* [Provided text]:

^^^^^^^^

He said the important metric that should be closely watched is the debt-to-GDP ratio. As of the first quarter of 2023, the debt-to-GDP ratio was 61.0 percent, down from 63.5 percent in the first quarter of 2022. “This is good progress,” he said.

The Medium-Term Fiscal Framework aims to bring down the debt-to-GDP ratio to less than 60 percent by 2025, then further down to 51.1 percent by 2028.  It also seeks to reduce the budget deficit to 3.0 percent of GDP by 2028.

Diokno underscored the factors that reflect the sustained economic recovery from the devastating impact of the COVID-19 pandemic.

The Philippine Statistics Authority reported on Thursday that the economy grew by 6.4 percent in the first quarter of 2023, albeit slower than 8 percent a year ago and 7.1 percent in the fourth quarter amid the persistent elevated inflation that impacted consumption.

Among major emerging economies in the region that released their first-quarter 2023 real GDP growth so far, the Philippines grew the fastest, followed by Indonesia (5 percent), China (4.5 percent) and Vietnam (3.3 percent).

The country’s growth was also more rapid than the forecasted first quarter-growth rates for Malaysia (4.9 percent), India (4.6 percent) and Thailand (2.8 percent).

“This is very good news, especially in the midst of a slowing global economy and elevated inflation,” Diokno said. The growth was slightly higher than the median forecast of private analysts of about 6 percent and well within the government’s target growth range of 6 percent to 7 percent for 2023.

Diokno said the labor market remained a bright spot. The March Labor Force Survey showed a lower unemployment rate of 4.7 percent and the lowest underemployment rate at 11.2 percent since April 2005. He said the latter was a remarkable improvement from the 15.8 percent in the same month last year.

“All in all, the improvements in the labor market reflect the country’s continued economic momentum and government initiatives to improve labor conditions in the country,” Diokno said.

^^^^^^^^

* [Data records]:

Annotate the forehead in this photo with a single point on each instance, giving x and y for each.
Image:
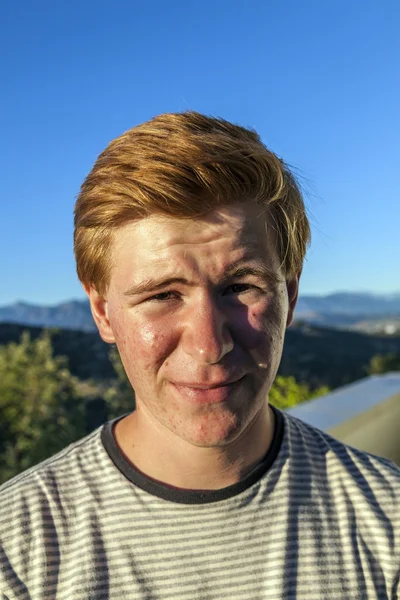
(226, 234)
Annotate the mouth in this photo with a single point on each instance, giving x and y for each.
(207, 393)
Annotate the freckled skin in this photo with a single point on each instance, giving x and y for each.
(209, 330)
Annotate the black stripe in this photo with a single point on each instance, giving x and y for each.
(182, 496)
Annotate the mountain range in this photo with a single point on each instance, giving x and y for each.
(341, 309)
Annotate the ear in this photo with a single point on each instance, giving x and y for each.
(292, 286)
(99, 308)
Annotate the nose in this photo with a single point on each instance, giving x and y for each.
(207, 336)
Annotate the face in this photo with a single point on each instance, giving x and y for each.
(198, 310)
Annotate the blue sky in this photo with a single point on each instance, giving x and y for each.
(318, 79)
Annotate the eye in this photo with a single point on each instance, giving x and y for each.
(162, 297)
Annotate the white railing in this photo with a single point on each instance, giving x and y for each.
(364, 414)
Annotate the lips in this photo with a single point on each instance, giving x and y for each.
(207, 393)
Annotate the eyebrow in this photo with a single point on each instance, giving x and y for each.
(234, 271)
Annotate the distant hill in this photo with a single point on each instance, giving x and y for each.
(315, 355)
(74, 314)
(342, 310)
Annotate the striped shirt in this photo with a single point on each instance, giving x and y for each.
(315, 520)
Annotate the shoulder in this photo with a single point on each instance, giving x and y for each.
(343, 469)
(50, 485)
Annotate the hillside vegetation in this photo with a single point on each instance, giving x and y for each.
(58, 385)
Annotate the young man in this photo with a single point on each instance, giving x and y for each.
(189, 239)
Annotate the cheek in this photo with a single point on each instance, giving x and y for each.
(143, 346)
(262, 326)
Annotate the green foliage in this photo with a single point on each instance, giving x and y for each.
(41, 410)
(286, 392)
(120, 397)
(384, 363)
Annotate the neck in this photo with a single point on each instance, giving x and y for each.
(176, 462)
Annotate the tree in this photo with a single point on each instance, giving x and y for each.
(384, 363)
(286, 392)
(41, 410)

^^^^^^^^

* [Using the information]:
1. In the text on Philippine economic growth, which countries other than the Philippines have a growth rate listed, and what is each rate?
2. According to the text on Philippine economic growth, what unemployment rate did the March Labor Force Survey show?

* [Set of answers]:
1.
- Indonesia: 5 percent
- China: 4.5 percent
- Vietnam: 3.3 percent
- Malaysia: 4.9 percent (forecast)
- India: 4.6 percent (forecast)
- Thailand: 2.8 percent (forecast)

2. 4.7 percent